__Textauszug__:
-------------------------

Mit der Zeit bemerkten viele von uns, dass unsere guten Erfahrungen bei weitem nicht für alle galten, dass wir bis dahin gesegnet, gefeit oder schlicht begünstigt gewesen waren, Spieler mit einer Glückssträhne, doch da waren wir voll ausgelastet: gefangen in Tagen, die zu erfüllt schienen, zu abwechslungsreich, zu gedrängt voll mit Freunden, Aufgaben und Kindern, Abendgesellschaften und Abgabeterminen, Verpflichtungen und noch mehr Verpflichtungen. »Sie können sich nicht vorstellen, wie es ist, wenn alle, die man kennt, weg sind«, sagte ein alter Mensch, den ich kannte, zu mir, und ich nickte, ohne zu verstehen, doch, kann ich, kann ich mir vorstellen, dachte sogar – Gott verzeih mir –, dass es einen gewissen Frieden geben müsse, wenn man alle Anforderungen und Ansprüche überlebte, wenn man niemanden kannte, sich ungebunden treiben ließ. Ich glaubte, die Tage würden in alle Ewigkeit zu erfüllt sein, zu gedrängt voll mit Freunden, die zu sehen man keine Zeit hatte. Ich glaubte, wenn ich über die Zukunft nachdachte, wir würden alle noch die Beerdigung der anderen mitbekommen. Aber ich irrte mich. Ich hatte es mir nicht vorstellen können, ich hatte es nicht verstanden. So würde es gehen: Ich würde Henrys Beerdigung mitbekommen, aber er nicht meine.
Die Beerdigung war keine richtige Beerdigung, sondern eine Gedenkstunde der üblichen Art, eine Gelegenheit für uns alle, uns an einem tropischen New Yorker Augustmorgen im Vortragssaal der Gesellschaft für Ethische Kultur Ecke 64. Straße und Central Park West zu treffen. Wenn man mit Sprache arbeitet, ist es eine Binsenweisheit, dass von anderen Leuten geprägte Sätze sich ständig über die eigene Erfahrung legen, und dieser Morgen in New York machte da keine Ausnahme. »Bleibe bei mir: Geh nicht fort« war eine Zeile, die ich die ganze Gedenkfeier über unausgesprochen hörte; mein Mann sprach und ein halbes Dutzend anderer Schriftsteller und Verleger, die Henry Robbins nahegestanden hatten – Wilfrid Sheed, Donald Barthelme, John Irving, Doris Grumbach, Robert Giroux von Farrar, Straus & Giroux, John Macrae von Dutton –, doch der Unterton, den ich dabei hörte, war ein Fragment eines Gedichts von Delmore Schwartz, vor dreizehn Jahren gestorben, Opfer eines anderen New Yorker Sommers.
Bleibe bei mir: Geh nicht fort, und dann:
Wir drosseln das Tempo, ehe wir alt werden,
Gehen zusammen auf der entschwindenden Straße,
Wie Chaplin und seine Waisenschwester.

-------------------------

__Auflistung__:
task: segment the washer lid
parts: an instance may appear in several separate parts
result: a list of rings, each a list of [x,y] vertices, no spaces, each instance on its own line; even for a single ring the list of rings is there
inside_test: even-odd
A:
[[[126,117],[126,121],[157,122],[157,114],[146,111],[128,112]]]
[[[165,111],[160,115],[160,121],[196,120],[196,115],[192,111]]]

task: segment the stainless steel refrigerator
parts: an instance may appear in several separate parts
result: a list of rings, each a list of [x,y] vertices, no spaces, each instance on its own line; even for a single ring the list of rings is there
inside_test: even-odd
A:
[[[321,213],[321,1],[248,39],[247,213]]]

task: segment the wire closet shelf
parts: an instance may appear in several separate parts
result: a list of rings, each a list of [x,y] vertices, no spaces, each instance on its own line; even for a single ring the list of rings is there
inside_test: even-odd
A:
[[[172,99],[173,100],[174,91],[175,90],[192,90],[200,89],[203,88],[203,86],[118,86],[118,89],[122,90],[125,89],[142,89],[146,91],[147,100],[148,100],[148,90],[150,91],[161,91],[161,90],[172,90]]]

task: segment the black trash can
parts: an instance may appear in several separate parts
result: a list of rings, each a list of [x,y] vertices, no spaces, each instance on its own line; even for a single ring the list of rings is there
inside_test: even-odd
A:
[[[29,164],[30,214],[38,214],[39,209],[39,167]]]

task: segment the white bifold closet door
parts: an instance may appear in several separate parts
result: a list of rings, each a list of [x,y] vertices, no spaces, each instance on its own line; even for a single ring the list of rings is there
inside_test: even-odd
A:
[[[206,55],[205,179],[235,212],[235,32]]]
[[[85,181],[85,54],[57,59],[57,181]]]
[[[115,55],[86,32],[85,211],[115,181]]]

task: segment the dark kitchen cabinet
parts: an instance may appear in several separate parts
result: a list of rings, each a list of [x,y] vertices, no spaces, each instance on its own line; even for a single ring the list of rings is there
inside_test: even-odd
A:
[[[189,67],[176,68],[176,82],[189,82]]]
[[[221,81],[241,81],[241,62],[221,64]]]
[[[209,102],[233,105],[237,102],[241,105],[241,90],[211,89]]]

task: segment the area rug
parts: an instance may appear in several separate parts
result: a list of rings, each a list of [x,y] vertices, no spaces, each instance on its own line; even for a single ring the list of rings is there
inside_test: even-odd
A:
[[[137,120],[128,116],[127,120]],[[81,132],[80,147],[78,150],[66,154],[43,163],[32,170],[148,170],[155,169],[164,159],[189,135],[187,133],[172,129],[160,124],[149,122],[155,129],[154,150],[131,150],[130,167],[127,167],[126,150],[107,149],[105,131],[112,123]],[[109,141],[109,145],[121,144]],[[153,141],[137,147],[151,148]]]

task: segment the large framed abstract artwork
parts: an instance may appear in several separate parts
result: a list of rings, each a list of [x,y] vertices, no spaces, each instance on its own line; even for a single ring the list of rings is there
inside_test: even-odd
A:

-------------------------

Greif den Text über die Gedenkfeier für Henry Robbins nach den letzten Gedichtzeilen auf und schreib ihn weiter. Das Material stammt aus einer anderen Quelle als der Textauszug.

Fünf Jahre vorher hatte Henry den Verlag Farrar, Straus verlassen und war zu Simon & Schuster gegangen, und ich war mitgegangen. Zwei Jahre danach hatte er Simon & Schuster verlassen und war zu Dutton gegangen. Diesmal war ich nicht mitgegangen, war geblieben, wo ich einen Vertrag hatte, und blieb doch Henrys Waisenschwester, Henrys Autorin. Ich erinnere mich, dass er sich von Zeit zu Zeit Sorgen machte, ob wir auch genug Geld hatten, und dass er sich manchmal, mit Mühe, zu der Frage durchrang, ob wir welches brauchten. Ich erinnere mich, dass er den Titel Spiel dein Spiel nicht mochte, und ich erinnere mich, dass ich ihn aus einem Hotelzimmer in Chicago am Telefon beschimpfte, weil True Confessions, der Roman meines Mannes, noch nicht bei Kroch & Brentano im Fenster war, und ich erinnere mich an einen Halloween-Abend 1970 in New York, an dem unsere Kinder in dem Haus in der 86. Straße, wo Henry, seine Frau und ihre beiden Kinder damals wohnten, zusammen singen gingen. Ich erinnere mich, dass seine Wohnung in der 86. Straße weiße Vorhänge hatte und dass wir an einem heißen Sommerabend alle dort saßen, Hühnchen in Estragonaspik aßen und zusahen, wie sich die Vorhänge in der Brise vom Fluss hoben und senkten, und unsere Welt erschien uns ziemlich verheißungsvoll.
Ich erinnere mich, dass ich mich mit Henry über den Gebrauch der zweiten Person im zweiten Satz von Wie die Vögel unter dem Himmel stritt. Ich erinnere mich, dass er tief verletzt und empört war, wenn jemand von uns, jemand von seinen Waisenschwestern oder -brüdern, eine schlechte Kritik oder ein böses Wort oder auch nur einen Brief bekam, von dem er sich vorstellte, er könnte selbst unseren flüchtigsten Augenblick beeinträchtigen. Ich erinnere mich, dass er nach Kalifornien geflogen kam, weil ich wollte, dass er die ersten hundertzehn Seiten von Wie die Vögel unter dem Himmel las, und sie nicht nach New York schicken wollte. Ich erinnere mich, dass er eines Abends 1975, als ich ihn brauchte, in Berkeley auftauchte; ich sollte an dem Abend einen Vortrag halten, und die Veranstaltung war für mich dadurch belastet, dass ich den Vortrag vor Mitgliedern des Englischen Seminars halten sollte, die einst mir Vorträge gehalten hatten. Bis Henry kam, war ich wie von Sinnen vor Angst, der opferbereite Star meines eigenen Entblößungstraums. Ich erinnere mich, dass er zuerst in den Fakultätsklub kam, wo ich übernachtete, und mich dann über den Campus zum Raum 2000 LSB begleitete, wo ich sprechen sollte. Ich erinnere mich, dass er mir sagte, alles würde gutgehen. Ich erinnere mich, dass ich ihm glaubte.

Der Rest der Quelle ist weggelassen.